* _YOUR OBJECTIVE_: Write out, word for word, every line from the one containing "For every instance" through the last line of the records below, both ends included.

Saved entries

........

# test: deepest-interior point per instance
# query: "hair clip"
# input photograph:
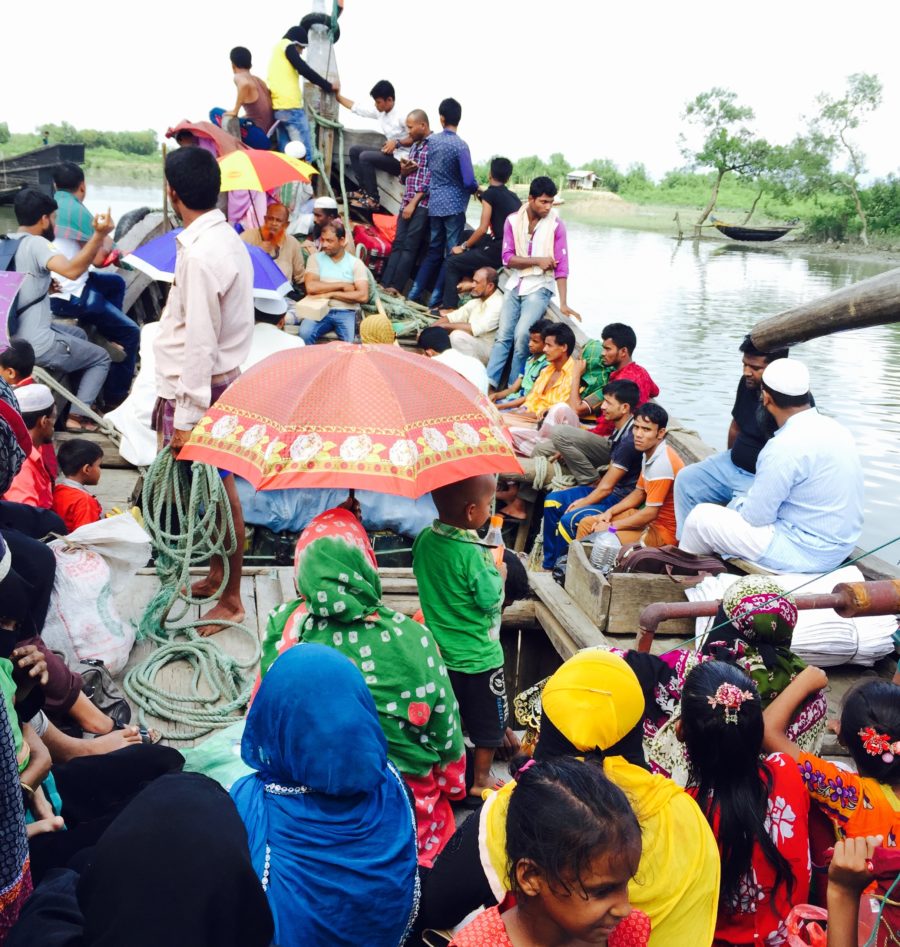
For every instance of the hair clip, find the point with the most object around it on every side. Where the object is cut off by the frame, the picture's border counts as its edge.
(879, 744)
(729, 696)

........

* _RESULT FOR THIS EXERCISE_:
For every instance of the hair clip, find the point with the most object around it on every side. Where the object is cut off by the frame, the picture's border counts as its edge.
(879, 744)
(729, 696)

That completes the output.